## [Directions for this task]
Retype the part of the semiconductor quality index project description that runs from "Machine Learning-based Quality" up to and including "(2023.01.03 ~ 2023.03.09)", with no changes to any character.

## [Text passage]
((

Machine Learning-based Quality Index Prediction Model for Semiconductor Manufacturing Process
SK-Planet Data Analyst Training Program Project (2023.01.03 ~ 2023.03.09)
This project develops a Virtual Metrology (VM) model that predicts the quality index of semiconductor manufacturing processes using sensor data. The model leverages 665 sensor variables across 7 process steps, applying feature engineering, multicollinearity treatment, and hyperparameter optimization techniques.
- Feature Engineering: 665 sensor variables → 800+ derived features
- Multicollinearity Treatment: PCA dimensionality reduction for VIF > 10 variables
- Feature Selection: SelectKBest (Mutual Information) based top 250 features
- Bayesian Optimization: Automated hyperparameter tuning for Ridge, Random Forest
- AutoML: Multi-model comparison and auto-tuning with PyCaret
| Metric | Value |
|---|---|
| Sample Size | 611 observations (train) |
| Sensor Variables | 665 features |
| Process Steps | 7 steps (04, 06, 12, 13, 17, 18, 20) |
| Sensor Types | 95 sensor categories |
| Target Variable | Quality Index (mean ~1263) |
| Generated Features | 200+ engineered features |
Mean: 1263.41
Variance: 67.16
Distribution: Approximately Normal
Outliers: y < 1240 (clipped during preprocessing)
Total Process Time: 30.6 ~ 31.9 minutes
Critical Step Gap: Step 06 → Step 12 (longest duration)
Speed Classification: 1870 seconds threshold
- Early (E): EQ7, EQ8 modules
- Late (L): Other modules
Best Model: Extra Trees Regressor
Evaluation Metric: RMSE
Cross-validation: 5-fold
# Python 3.8 or higher
python --version
# Install dependencies
pip install -r requirements.txt# Clone the repository
git clone git@github.com:jinsoo96/Semiconductor_Yield_Virtual_Metrology.git
cd Semiconductor_Yield_Virtual_Metrology
# Install Python packages
pip install -r requirements.txtFull Pipeline:
# Step 1: EDA and Data Preprocessing
jupyter notebook 01_Code/01_eda_and_preprocessing.ipynb
# Step 2: Modeling (AutoML + Bayesian Optimization)

))

## [Excerpted records]
((

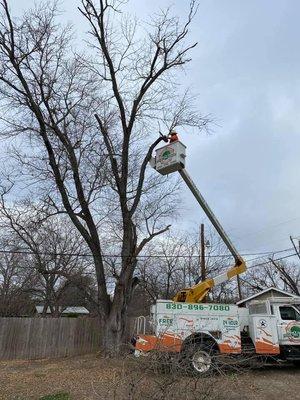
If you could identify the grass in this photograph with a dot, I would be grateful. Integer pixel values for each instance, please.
(57, 396)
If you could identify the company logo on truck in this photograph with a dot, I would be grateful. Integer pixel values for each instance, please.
(165, 320)
(293, 331)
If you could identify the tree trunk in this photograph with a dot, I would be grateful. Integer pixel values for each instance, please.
(114, 331)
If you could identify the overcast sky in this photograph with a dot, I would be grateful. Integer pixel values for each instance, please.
(246, 71)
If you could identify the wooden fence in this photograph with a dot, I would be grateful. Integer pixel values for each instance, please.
(33, 338)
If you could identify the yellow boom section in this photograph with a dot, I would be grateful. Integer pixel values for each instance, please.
(197, 293)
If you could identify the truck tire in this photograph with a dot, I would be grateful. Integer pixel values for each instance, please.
(297, 363)
(200, 358)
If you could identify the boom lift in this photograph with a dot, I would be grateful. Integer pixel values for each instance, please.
(269, 327)
(171, 158)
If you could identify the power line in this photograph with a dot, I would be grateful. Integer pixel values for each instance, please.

))

## [Response to this task]
Machine Learning-based Quality Index Prediction Model for Semiconductor Manufacturing Process
SK-Planet Data Analyst Training Program Project (2023.01.03 ~ 2023.03.09)